Copy each of the following lines word for word, with no changes.

━━━━━━

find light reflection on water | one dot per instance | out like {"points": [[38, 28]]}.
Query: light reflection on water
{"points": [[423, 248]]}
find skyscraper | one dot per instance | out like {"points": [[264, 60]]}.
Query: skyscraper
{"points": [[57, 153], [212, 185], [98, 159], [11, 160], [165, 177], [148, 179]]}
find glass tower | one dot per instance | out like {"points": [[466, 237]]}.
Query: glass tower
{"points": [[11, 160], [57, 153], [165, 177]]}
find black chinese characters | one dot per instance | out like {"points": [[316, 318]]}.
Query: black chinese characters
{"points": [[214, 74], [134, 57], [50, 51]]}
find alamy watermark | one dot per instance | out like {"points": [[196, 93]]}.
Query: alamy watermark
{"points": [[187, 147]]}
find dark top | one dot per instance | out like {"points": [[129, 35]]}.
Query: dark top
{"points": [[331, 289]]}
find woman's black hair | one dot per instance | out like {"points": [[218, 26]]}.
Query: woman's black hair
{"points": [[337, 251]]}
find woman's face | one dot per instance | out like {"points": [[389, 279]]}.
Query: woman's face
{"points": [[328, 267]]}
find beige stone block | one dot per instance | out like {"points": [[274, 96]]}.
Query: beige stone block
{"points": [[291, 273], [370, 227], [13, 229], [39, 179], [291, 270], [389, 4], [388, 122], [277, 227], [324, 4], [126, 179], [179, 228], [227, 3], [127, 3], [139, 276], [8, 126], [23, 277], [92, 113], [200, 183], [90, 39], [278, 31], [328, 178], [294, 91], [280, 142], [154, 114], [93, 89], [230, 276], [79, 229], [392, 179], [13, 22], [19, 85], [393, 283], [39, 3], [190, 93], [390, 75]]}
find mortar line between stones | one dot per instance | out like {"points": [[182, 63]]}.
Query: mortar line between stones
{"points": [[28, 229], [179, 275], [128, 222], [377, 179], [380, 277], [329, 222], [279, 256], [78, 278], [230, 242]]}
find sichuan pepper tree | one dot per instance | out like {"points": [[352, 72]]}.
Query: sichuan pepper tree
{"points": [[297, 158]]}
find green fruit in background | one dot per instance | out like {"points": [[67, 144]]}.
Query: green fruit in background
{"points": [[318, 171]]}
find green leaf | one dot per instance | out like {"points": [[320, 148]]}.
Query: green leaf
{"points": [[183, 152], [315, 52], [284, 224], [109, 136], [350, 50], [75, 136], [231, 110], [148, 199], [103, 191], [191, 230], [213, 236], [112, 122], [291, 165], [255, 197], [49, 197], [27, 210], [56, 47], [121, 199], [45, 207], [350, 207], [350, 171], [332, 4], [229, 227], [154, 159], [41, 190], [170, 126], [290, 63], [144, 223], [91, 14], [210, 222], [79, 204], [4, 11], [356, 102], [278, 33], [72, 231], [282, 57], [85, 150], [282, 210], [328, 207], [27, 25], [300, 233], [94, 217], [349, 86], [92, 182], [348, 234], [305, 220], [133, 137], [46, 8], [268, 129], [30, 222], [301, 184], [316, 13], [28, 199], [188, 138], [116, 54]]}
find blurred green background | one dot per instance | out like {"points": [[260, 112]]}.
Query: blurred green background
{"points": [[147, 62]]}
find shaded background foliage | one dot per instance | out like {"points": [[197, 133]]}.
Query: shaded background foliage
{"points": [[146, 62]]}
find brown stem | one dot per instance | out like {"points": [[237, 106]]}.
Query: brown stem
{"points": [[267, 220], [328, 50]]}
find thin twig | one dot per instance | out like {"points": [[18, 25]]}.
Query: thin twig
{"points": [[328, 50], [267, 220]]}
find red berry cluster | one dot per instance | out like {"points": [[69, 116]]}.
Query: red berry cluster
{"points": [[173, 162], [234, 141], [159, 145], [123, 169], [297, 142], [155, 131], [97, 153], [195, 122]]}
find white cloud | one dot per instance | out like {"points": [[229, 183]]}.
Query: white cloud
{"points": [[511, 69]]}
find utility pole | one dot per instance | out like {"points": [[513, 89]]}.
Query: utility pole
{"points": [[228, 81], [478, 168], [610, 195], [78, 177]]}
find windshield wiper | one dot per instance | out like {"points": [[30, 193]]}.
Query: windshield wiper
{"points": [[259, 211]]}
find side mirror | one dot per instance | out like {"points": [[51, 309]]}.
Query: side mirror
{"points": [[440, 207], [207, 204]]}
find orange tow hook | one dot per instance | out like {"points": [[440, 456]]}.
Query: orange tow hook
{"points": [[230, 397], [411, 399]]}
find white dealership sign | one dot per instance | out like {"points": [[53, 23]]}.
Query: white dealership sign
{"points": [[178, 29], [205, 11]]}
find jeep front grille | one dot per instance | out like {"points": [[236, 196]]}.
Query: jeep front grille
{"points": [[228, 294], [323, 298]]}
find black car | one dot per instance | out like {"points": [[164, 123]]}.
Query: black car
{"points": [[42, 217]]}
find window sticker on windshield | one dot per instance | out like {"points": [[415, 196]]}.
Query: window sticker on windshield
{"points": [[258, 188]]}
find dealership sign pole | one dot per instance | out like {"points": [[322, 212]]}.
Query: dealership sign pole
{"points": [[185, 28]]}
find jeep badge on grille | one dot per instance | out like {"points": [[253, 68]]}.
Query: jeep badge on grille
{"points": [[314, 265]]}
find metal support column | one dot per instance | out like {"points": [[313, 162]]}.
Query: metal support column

━━━━━━

§ WRITTEN SOLUTION
find light reflection on water | one dot per instance | out like {"points": [[38, 28]]}.
Query: light reflection on water
{"points": [[423, 248]]}
find skyscraper | one dot per instance | out like {"points": [[264, 60]]}.
Query: skyscraper
{"points": [[57, 153], [212, 185], [98, 159], [11, 160], [165, 177], [148, 179]]}
find glass tower | one dot per instance | out like {"points": [[466, 237]]}.
Query: glass tower
{"points": [[11, 160], [57, 153], [165, 177]]}
find black chinese characters | one dot per instance | out like {"points": [[316, 318]]}.
Query: black chinese characters
{"points": [[214, 74], [134, 57], [50, 51]]}
find alamy watermark | one dot per instance | out like {"points": [[196, 93]]}.
Query: alamy watermark
{"points": [[187, 147]]}
find dark top | one dot per instance | out like {"points": [[129, 35]]}.
Query: dark top
{"points": [[331, 289]]}
find woman's black hair | one dot per instance | out like {"points": [[218, 26]]}.
Query: woman's black hair
{"points": [[337, 251]]}
find woman's face | one dot per instance | out like {"points": [[389, 279]]}.
Query: woman's face
{"points": [[328, 267]]}
find beige stone block | one dot per instance | out like {"points": [[274, 96]]}.
Query: beige stone block
{"points": [[291, 273], [370, 227], [13, 229], [39, 179], [291, 270], [389, 4], [388, 122], [277, 227], [324, 4], [126, 179], [179, 228], [227, 3], [127, 3], [139, 276], [8, 126], [23, 277], [92, 113], [200, 183], [90, 39], [278, 31], [328, 178], [294, 91], [280, 142], [154, 114], [93, 89], [230, 276], [79, 229], [392, 179], [13, 22], [19, 85], [393, 283], [39, 3], [190, 93], [390, 75]]}
find mortar line between stones | one dot per instance | out like {"points": [[182, 63]]}.
Query: mortar line between stones
{"points": [[28, 229], [179, 275], [128, 222], [377, 179], [380, 277], [329, 222], [279, 256], [78, 278], [230, 242]]}
find sichuan pepper tree | one dot per instance | out like {"points": [[352, 72]]}.
Query: sichuan pepper tree
{"points": [[297, 158]]}
find green fruit in background | one dot per instance | out like {"points": [[67, 144]]}.
Query: green fruit in background
{"points": [[318, 171]]}
find green leaf | one dot per instance | out like {"points": [[320, 148]]}.
Query: green leaf
{"points": [[183, 152], [315, 52], [284, 224], [109, 136], [350, 50], [75, 136], [231, 110], [148, 199], [103, 191], [191, 230], [213, 236], [112, 122], [291, 165], [255, 197], [49, 197], [27, 210], [56, 47], [121, 199], [45, 207], [350, 207], [350, 171], [332, 4], [229, 227], [154, 159], [41, 190], [170, 126], [290, 63], [144, 223], [91, 14], [210, 222], [79, 204], [4, 11], [356, 102], [278, 33], [72, 231], [282, 57], [85, 150], [282, 210], [328, 207], [27, 25], [300, 233], [94, 217], [349, 86], [92, 182], [348, 234], [305, 220], [133, 137], [46, 8], [268, 129], [30, 222], [301, 184], [316, 13], [28, 199], [188, 138], [116, 54]]}
find blurred green background | one dot per instance | out like {"points": [[260, 112]]}.
Query: blurred green background
{"points": [[147, 62]]}
find shaded background foliage | one dot per instance | out like {"points": [[197, 133]]}.
Query: shaded background foliage
{"points": [[146, 62]]}
find brown stem | one dot per instance | out like {"points": [[237, 106]]}.
Query: brown stem
{"points": [[267, 220], [328, 50]]}
find thin twig | one dot per instance | out like {"points": [[18, 25]]}.
Query: thin twig
{"points": [[328, 50], [267, 220]]}
find red berry cluster | one dot per instance | out like {"points": [[69, 116]]}.
Query: red berry cluster
{"points": [[173, 162], [234, 141], [159, 145], [123, 169], [297, 142], [155, 131], [97, 153], [195, 122]]}
find white cloud | one dot per instance | out like {"points": [[229, 183]]}.
Query: white cloud
{"points": [[511, 69]]}
find utility pole | one dot per instance | out like {"points": [[513, 89]]}.
Query: utility pole
{"points": [[228, 81], [478, 168], [610, 195], [78, 177]]}
find windshield wiper | one dot per instance | out like {"points": [[30, 193]]}.
Query: windshield wiper
{"points": [[259, 211]]}
find side mirror | one dot per instance | out like {"points": [[51, 309]]}.
Query: side mirror
{"points": [[440, 207], [207, 204]]}
find orange tow hook | one dot per instance | out like {"points": [[440, 456]]}.
Query: orange tow hook
{"points": [[230, 397], [411, 399]]}
find white dealership sign | one dot per instance | out like {"points": [[53, 23]]}.
Query: white dealership sign
{"points": [[178, 29], [205, 11]]}
find jeep front grille | one dot per instance | out like {"points": [[236, 196]]}.
Query: jeep front grille
{"points": [[228, 294], [323, 298]]}
find black car | one dot per instance | out like {"points": [[164, 123]]}.
Query: black car
{"points": [[42, 217]]}
find window sticker on windshield | one dot per instance | out like {"points": [[415, 196]]}.
Query: window sticker on windshield
{"points": [[258, 188]]}
find dealership sign pole | one dot per instance | out like {"points": [[322, 212]]}.
Query: dealership sign pole
{"points": [[185, 28]]}
find jeep badge on grille | one dot per instance | out like {"points": [[253, 68]]}.
Query: jeep badge on grille
{"points": [[314, 265]]}
find metal support column | one dot per instance | out like {"points": [[313, 162]]}.
Query: metal support column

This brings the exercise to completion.